- Complete the following:
1. From the post on hierarchical naming, extract everything from "Please don't mix" down to "expense of (a).".
2. Continue the post on hierarchical naming from its final sentence onward.

- Passage provided:
○ ○ ○ ○ ○ ○ ○
Re: hierarchical naming

[Frank Strauss <strauss@ibr.cs.tu-bs.de>]

Hi!


>> What do you think are the advantages? How does hierarchical naming in
>> the OIDs reduce the costs of implementing agents with current protocol
>> operations?

Andy> 1) Hierarchical naming allows more powerful and comprehensive
Andy>    data structures to exist. If the OIDs are flattened out,
Andy>    then you can't represent embedded ARRAYs. [...]

Please don't mix up the feature of hierarchical data structures, which
Juergen and I do like and support in SMIng as well, with the question
about the naming used to transport data via SNMP. With respect to these
issues, the goal of SMIng is to

 (a) support a `rich' data model that complies to many user aspects much
     better than the SMIv2 data model, and
 (b) support a protocol mapping to SNMP so that applications developed by
     using SMIng MIBs are completely compatible with old SNMP applications.

It's not our intention to care about (b) at the expense of (a).
○ ○ ○ ○ ○ ○ ○
Annotation data for object locations
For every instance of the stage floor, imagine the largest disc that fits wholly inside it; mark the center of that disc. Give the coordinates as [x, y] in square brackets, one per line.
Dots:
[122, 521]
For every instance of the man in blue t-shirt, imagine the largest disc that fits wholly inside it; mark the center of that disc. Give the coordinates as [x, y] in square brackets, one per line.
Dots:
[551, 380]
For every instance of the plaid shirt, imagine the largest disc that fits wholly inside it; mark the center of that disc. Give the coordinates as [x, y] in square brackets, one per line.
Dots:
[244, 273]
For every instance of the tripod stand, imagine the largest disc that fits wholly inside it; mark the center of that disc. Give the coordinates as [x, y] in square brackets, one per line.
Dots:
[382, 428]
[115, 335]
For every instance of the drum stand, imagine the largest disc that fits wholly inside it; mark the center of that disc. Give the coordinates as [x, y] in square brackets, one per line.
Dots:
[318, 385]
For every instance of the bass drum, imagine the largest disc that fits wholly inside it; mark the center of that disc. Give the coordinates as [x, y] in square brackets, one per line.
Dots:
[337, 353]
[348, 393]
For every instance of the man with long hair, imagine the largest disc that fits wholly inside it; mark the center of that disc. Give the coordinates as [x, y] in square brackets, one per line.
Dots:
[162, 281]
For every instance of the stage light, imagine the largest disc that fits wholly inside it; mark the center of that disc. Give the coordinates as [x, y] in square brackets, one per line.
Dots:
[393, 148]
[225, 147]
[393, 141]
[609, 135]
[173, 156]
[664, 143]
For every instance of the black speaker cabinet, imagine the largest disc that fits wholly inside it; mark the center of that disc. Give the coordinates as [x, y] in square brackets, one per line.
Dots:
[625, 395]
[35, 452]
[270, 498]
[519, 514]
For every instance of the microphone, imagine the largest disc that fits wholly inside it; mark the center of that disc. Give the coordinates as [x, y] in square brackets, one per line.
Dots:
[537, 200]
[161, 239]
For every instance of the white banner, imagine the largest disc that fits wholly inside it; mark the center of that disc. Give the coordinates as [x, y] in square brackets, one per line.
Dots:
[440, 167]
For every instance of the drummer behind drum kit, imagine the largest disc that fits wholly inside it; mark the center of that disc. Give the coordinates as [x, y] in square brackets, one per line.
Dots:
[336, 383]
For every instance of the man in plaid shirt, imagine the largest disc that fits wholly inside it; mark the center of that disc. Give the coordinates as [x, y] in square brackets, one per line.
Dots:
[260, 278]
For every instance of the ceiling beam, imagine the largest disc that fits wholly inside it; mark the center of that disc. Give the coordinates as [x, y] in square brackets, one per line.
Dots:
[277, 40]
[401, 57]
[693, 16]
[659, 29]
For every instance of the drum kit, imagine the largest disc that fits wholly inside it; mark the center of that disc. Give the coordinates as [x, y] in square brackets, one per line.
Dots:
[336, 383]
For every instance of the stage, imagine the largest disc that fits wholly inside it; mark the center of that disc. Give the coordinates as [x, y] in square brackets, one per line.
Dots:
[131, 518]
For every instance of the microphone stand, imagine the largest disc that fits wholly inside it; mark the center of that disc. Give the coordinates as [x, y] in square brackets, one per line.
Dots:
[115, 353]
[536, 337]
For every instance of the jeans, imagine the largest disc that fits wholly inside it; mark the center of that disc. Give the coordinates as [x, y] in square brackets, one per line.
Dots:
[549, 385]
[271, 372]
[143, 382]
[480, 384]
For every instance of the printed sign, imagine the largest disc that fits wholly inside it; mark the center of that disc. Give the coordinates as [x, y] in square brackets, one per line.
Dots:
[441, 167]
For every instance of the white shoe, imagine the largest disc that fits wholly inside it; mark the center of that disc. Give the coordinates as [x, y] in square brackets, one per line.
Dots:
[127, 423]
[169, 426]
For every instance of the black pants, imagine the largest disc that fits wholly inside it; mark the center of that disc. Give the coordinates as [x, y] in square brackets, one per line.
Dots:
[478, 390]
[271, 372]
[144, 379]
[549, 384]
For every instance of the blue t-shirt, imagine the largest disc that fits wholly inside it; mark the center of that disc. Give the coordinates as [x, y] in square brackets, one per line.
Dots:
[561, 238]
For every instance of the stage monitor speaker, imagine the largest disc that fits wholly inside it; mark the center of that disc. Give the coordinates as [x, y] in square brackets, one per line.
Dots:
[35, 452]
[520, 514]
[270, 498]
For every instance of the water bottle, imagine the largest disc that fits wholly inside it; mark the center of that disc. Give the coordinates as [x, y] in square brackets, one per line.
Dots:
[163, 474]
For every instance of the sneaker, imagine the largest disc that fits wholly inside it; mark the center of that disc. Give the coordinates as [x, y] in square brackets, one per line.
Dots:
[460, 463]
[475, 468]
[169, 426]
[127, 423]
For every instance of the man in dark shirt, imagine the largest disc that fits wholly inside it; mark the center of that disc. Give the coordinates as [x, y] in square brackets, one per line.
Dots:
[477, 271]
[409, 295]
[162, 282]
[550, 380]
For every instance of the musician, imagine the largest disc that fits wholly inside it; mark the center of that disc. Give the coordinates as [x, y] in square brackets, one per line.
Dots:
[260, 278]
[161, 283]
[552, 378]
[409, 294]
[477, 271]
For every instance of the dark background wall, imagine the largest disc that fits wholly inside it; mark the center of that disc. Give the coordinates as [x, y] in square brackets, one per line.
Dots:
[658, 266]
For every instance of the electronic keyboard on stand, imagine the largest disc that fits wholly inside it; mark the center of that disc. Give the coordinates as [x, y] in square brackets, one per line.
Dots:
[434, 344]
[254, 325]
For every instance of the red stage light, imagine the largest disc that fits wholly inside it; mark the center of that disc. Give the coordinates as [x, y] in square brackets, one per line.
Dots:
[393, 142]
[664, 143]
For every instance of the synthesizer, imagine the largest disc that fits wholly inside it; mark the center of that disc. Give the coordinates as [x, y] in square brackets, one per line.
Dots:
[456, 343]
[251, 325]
○ ○ ○ ○ ○ ○ ○
- Responses:
1.
Please don't mix up the feature of hierarchical data structures, which
Juergen and I do like and support in SMIng as well, with the question
about the naming used to transport data via SNMP. With respect to these
issues, the goal of SMIng is to

 (a) support a `rich' data model that complies to many user aspects much
     better than the SMIv2 data model, and
 (b) support a protocol mapping to SNMP so that applications developed by
     using SMIng MIBs are completely compatible with old SNMP applications.

It's not our intention to care about (b) at the expense of (a).

2.
Maybe, we should take a step backwards and talk about what we mean by
`naming'? My understanding of naming is to give data objects and
instances thereof well defined `names' or `addresses' so that they can
be referred within a specific environment, e.g. by OID in SNMP, or by the
name of a variable or a typed pointer in a program fragment. The
intuitive naming at the level of SMI definitions leads to expressions
like `myCounter.c32pair.c32low' and `ifTable[17].ifIndex', which is
fine with me. The naming in C or Java code generated by a MIB compiler
would probably be quite similar (maybe translating `-' to `_' and
using some prefixes or suffixes). The question is, what the naming on
the level of SNMP (thus, the OID mapping) should look like. I think, it
should be equal to the existing OID naming scheme for compatibility
reasons. And I don't think that this affects the benefits we want to
achieve at the level of SMI definitions of data structures.


Andy> 2) Manual flattening of complex data structures will likely be 
Andy>    labor-intensive and error-prone. A MIB writer will have to
Andy>    recursively iterate through all the levels of the data
Andy>    structure and create sequential OID assignments for them.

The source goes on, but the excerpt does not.